** Opening Available records block **

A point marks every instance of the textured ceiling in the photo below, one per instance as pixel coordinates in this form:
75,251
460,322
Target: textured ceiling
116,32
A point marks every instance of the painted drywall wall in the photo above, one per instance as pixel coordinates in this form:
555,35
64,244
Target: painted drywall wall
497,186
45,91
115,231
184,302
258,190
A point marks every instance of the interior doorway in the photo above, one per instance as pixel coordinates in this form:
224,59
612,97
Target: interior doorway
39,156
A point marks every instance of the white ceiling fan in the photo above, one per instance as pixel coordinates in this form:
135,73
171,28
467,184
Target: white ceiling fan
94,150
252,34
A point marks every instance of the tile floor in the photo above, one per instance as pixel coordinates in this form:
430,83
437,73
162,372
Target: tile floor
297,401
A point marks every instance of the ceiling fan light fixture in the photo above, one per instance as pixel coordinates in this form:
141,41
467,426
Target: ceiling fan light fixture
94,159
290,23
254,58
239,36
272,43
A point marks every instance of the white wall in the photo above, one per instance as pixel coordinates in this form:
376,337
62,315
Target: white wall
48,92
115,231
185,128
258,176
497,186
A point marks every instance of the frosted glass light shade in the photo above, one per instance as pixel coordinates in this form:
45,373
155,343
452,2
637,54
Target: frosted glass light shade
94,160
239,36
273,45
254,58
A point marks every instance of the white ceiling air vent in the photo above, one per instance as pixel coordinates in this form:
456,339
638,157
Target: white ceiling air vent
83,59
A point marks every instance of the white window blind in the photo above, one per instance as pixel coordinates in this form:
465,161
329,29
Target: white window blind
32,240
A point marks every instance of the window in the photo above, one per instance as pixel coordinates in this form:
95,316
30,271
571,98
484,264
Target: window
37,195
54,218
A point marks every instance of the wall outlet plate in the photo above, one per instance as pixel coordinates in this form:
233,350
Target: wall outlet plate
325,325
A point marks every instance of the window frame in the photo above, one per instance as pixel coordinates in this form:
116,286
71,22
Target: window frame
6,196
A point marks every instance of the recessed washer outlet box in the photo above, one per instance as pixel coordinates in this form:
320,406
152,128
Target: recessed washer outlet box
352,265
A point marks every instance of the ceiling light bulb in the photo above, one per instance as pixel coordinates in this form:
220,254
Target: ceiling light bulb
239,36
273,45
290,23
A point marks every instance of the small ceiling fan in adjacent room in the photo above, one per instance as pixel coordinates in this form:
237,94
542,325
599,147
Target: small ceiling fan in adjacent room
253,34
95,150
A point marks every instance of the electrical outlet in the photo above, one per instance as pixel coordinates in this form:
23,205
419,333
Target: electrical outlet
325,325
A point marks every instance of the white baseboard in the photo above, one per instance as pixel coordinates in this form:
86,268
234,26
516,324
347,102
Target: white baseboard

** Closing Available records block **

Exercise objective:
Every line above that includes the word "baseboard" must appear in the answer.

Answer to this exercise:
A point marks every instance of the white baseboard in the photo above, one per instance as pixel coordinates in this form:
Target: white baseboard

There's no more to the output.